» **Short task A**:
Identify each line in the records below that contains the string "tree", and copy those lines.

» **Page text**:
▶
Configure Microservices in NestJS: A Beginner’s Guide
Monolithic architecture was the predominant approach to backend development before 2011. In this model, the entire application is structured as a single, unified codebase, where all components and services are tightly coupled and deployed together as one module. The monolithic approach encapsulates all business logic, data access, the user interface (UI) and other functionalities within a single executable or application.
While the monolithic approach offers simplicity in development and deployment, it introduces significant challenges as applications scale. With a single codebase, even minor changes necessitate rebuilding and redeploying the entire application, resulting in longer development cycles and higher risk of introducing errors. Moreover, scaling a monolithic application is often inefficient, as it typically requires scaling the entire system, even if demand increases in only one component. The tight coupling of components also leads to interdependencies, making the system more fragile and harder to maintain as teams and codebases grow.
The most critical drawback of monolithic architecture, however, is its extensive failure impact, often described as the “burst radius.” A failure in one component can cause the entire system to go down, leading to significant downtime. This interconnection heightens the risk of widespread outages and complicates troubleshooting and recovery. A single issue can cascade through the entire system, making it difficult to isolate and resolve without affecting other parts. Consequently, organizations often face prolonged downtimes, which can have a severe impact on business operations and the overall user experience.
◀
[Stored items]
▶
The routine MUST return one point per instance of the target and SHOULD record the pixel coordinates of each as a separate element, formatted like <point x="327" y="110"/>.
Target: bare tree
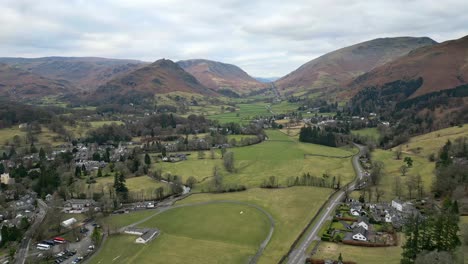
<point x="403" y="170"/>
<point x="228" y="161"/>
<point x="397" y="186"/>
<point x="398" y="153"/>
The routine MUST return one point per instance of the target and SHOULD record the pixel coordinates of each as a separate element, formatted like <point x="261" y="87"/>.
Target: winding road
<point x="299" y="254"/>
<point x="23" y="249"/>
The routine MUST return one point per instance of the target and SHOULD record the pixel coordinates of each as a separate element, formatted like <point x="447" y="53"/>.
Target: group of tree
<point x="435" y="232"/>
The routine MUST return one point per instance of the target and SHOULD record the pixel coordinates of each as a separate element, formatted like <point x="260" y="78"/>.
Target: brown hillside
<point x="442" y="66"/>
<point x="337" y="68"/>
<point x="162" y="76"/>
<point x="85" y="73"/>
<point x="21" y="85"/>
<point x="217" y="75"/>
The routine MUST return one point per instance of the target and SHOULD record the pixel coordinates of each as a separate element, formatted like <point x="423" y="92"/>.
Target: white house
<point x="397" y="204"/>
<point x="5" y="179"/>
<point x="147" y="236"/>
<point x="69" y="222"/>
<point x="360" y="234"/>
<point x="363" y="222"/>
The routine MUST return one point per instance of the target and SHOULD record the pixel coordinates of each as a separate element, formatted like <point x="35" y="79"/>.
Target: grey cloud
<point x="266" y="38"/>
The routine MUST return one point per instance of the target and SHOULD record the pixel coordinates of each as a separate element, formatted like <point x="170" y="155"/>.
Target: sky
<point x="265" y="38"/>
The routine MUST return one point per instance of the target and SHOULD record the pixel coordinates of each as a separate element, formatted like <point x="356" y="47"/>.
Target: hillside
<point x="17" y="84"/>
<point x="218" y="75"/>
<point x="160" y="77"/>
<point x="442" y="66"/>
<point x="337" y="68"/>
<point x="85" y="73"/>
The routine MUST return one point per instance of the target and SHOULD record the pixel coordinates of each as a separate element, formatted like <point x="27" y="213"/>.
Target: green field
<point x="361" y="255"/>
<point x="279" y="156"/>
<point x="370" y="132"/>
<point x="392" y="169"/>
<point x="291" y="209"/>
<point x="431" y="143"/>
<point x="142" y="186"/>
<point x="212" y="233"/>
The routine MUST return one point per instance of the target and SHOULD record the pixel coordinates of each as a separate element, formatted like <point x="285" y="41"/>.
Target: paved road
<point x="22" y="253"/>
<point x="262" y="246"/>
<point x="299" y="255"/>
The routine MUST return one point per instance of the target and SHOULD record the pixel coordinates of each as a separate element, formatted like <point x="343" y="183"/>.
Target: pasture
<point x="392" y="170"/>
<point x="291" y="209"/>
<point x="280" y="156"/>
<point x="361" y="255"/>
<point x="370" y="132"/>
<point x="431" y="143"/>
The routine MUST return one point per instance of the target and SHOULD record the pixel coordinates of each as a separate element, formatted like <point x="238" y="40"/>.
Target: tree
<point x="403" y="170"/>
<point x="147" y="159"/>
<point x="212" y="153"/>
<point x="217" y="179"/>
<point x="376" y="172"/>
<point x="409" y="161"/>
<point x="434" y="257"/>
<point x="96" y="236"/>
<point x="42" y="155"/>
<point x="397" y="186"/>
<point x="398" y="153"/>
<point x="228" y="161"/>
<point x="201" y="154"/>
<point x="191" y="181"/>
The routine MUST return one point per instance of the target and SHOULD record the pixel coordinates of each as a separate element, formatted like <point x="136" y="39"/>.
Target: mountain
<point x="337" y="68"/>
<point x="17" y="84"/>
<point x="85" y="73"/>
<point x="217" y="75"/>
<point x="160" y="77"/>
<point x="442" y="66"/>
<point x="266" y="79"/>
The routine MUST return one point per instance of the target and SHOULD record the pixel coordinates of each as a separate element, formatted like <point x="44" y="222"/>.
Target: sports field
<point x="212" y="233"/>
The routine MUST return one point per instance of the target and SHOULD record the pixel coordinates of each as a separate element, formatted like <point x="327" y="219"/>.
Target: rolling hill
<point x="19" y="85"/>
<point x="337" y="68"/>
<point x="85" y="73"/>
<point x="161" y="77"/>
<point x="217" y="75"/>
<point x="442" y="66"/>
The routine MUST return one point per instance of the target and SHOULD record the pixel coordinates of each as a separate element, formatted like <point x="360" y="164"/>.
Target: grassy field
<point x="392" y="169"/>
<point x="280" y="156"/>
<point x="429" y="143"/>
<point x="213" y="233"/>
<point x="291" y="209"/>
<point x="142" y="185"/>
<point x="370" y="132"/>
<point x="361" y="255"/>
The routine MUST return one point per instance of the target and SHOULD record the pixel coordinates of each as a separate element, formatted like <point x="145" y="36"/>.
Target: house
<point x="397" y="204"/>
<point x="78" y="205"/>
<point x="5" y="179"/>
<point x="360" y="234"/>
<point x="363" y="221"/>
<point x="49" y="197"/>
<point x="147" y="236"/>
<point x="144" y="234"/>
<point x="68" y="223"/>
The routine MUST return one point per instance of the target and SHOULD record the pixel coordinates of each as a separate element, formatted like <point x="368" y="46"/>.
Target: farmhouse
<point x="360" y="233"/>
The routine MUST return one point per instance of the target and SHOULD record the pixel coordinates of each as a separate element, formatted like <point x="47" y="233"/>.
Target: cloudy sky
<point x="265" y="38"/>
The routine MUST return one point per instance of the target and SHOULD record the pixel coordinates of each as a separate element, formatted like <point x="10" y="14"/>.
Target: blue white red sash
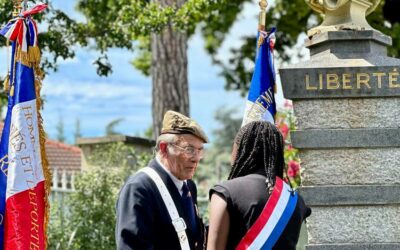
<point x="278" y="210"/>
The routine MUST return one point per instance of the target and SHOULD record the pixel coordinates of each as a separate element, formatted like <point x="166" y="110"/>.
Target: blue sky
<point x="76" y="92"/>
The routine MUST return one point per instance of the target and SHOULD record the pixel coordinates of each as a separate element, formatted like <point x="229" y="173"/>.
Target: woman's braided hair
<point x="260" y="148"/>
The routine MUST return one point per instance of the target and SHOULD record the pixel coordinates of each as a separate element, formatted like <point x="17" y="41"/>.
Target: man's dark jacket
<point x="143" y="221"/>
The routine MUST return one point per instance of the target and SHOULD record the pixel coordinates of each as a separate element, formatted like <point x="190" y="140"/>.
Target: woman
<point x="255" y="209"/>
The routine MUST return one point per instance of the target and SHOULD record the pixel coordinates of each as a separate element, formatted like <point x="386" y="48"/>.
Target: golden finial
<point x="263" y="14"/>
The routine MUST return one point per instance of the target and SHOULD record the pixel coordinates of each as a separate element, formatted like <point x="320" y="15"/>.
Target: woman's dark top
<point x="246" y="197"/>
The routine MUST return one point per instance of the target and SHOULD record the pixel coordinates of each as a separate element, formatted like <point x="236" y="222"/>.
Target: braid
<point x="259" y="150"/>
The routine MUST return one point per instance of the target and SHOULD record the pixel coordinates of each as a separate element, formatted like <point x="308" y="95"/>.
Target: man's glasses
<point x="190" y="150"/>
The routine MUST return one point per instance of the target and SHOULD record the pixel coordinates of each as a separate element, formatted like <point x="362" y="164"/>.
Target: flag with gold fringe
<point x="260" y="104"/>
<point x="24" y="176"/>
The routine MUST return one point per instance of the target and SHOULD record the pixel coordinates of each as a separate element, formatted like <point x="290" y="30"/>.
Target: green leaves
<point x="85" y="219"/>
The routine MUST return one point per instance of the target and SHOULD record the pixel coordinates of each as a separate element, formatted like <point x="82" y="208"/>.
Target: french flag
<point x="24" y="175"/>
<point x="267" y="229"/>
<point x="260" y="104"/>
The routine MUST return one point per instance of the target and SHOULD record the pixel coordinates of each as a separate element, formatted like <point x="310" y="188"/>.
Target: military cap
<point x="176" y="123"/>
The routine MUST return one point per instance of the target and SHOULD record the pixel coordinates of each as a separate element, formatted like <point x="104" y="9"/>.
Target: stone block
<point x="350" y="166"/>
<point x="354" y="224"/>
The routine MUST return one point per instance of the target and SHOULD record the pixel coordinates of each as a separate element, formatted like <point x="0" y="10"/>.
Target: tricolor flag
<point x="24" y="175"/>
<point x="260" y="103"/>
<point x="268" y="227"/>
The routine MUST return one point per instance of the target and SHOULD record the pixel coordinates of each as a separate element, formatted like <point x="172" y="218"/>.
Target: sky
<point x="76" y="92"/>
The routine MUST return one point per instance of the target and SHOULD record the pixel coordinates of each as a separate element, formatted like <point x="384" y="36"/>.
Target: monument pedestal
<point x="347" y="102"/>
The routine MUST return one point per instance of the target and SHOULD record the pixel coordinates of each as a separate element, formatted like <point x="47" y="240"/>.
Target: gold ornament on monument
<point x="342" y="14"/>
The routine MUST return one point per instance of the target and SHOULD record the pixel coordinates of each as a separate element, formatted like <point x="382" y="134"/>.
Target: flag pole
<point x="263" y="14"/>
<point x="17" y="8"/>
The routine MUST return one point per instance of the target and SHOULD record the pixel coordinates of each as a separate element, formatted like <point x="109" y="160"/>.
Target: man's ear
<point x="163" y="147"/>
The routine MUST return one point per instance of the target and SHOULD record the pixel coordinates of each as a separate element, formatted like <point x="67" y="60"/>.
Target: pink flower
<point x="293" y="168"/>
<point x="283" y="127"/>
<point x="291" y="173"/>
<point x="288" y="104"/>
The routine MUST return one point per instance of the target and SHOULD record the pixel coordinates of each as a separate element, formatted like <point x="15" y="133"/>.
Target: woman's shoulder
<point x="239" y="186"/>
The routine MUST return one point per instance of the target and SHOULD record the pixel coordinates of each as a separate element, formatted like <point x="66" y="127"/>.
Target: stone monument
<point x="346" y="98"/>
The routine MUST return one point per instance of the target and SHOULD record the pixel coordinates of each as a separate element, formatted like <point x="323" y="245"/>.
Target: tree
<point x="292" y="19"/>
<point x="89" y="219"/>
<point x="161" y="29"/>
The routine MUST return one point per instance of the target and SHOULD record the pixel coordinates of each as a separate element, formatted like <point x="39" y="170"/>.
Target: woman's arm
<point x="219" y="224"/>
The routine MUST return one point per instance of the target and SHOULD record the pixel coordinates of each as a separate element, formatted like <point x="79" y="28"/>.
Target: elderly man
<point x="156" y="208"/>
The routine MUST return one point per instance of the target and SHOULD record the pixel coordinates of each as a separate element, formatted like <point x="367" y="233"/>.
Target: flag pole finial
<point x="263" y="14"/>
<point x="17" y="7"/>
◀
» **Short task B**:
Print the NestJS microservices guide above in full, word for word.

» **Task result A**:
Target: bare tree
Target: group of tree
Target: tree
Target: tree

» **Task result B**:
Configure Microservices in NestJS: A Beginner’s Guide
Monolithic architecture was the predominant approach to backend development before 2011. In this model, the entire application is structured as a single, unified codebase, where all components and services are tightly coupled and deployed together as one module. The monolithic approach encapsulates all business logic, data access, the user interface (UI) and other functionalities within a single executable or application.
While the monolithic approach offers simplicity in development and deployment, it introduces significant challenges as applications scale. With a single codebase, even minor changes necessitate rebuilding and redeploying the entire application, resulting in longer development cycles and higher risk of introducing errors. Moreover, scaling a monolithic application is often inefficient, as it typically requires scaling the entire system, even if demand increases in only one component. The tight coupling of components also leads to interdependencies, making the system more fragile and harder to maintain as teams and codebases grow.
The most critical drawback of monolithic architecture, however, is its extensive failure impact, often described as the “burst radius.” A failure in one component can cause the entire system to go down, leading to significant downtime. This interconnection heightens the risk of widespread outages and complicates troubleshooting and recovery. A single issue can cascade through the entire system, making it difficult to isolate and resolve without affecting other parts. Consequently, organizations often face prolonged downtimes, which can have a severe impact on business operations and the overall user experience.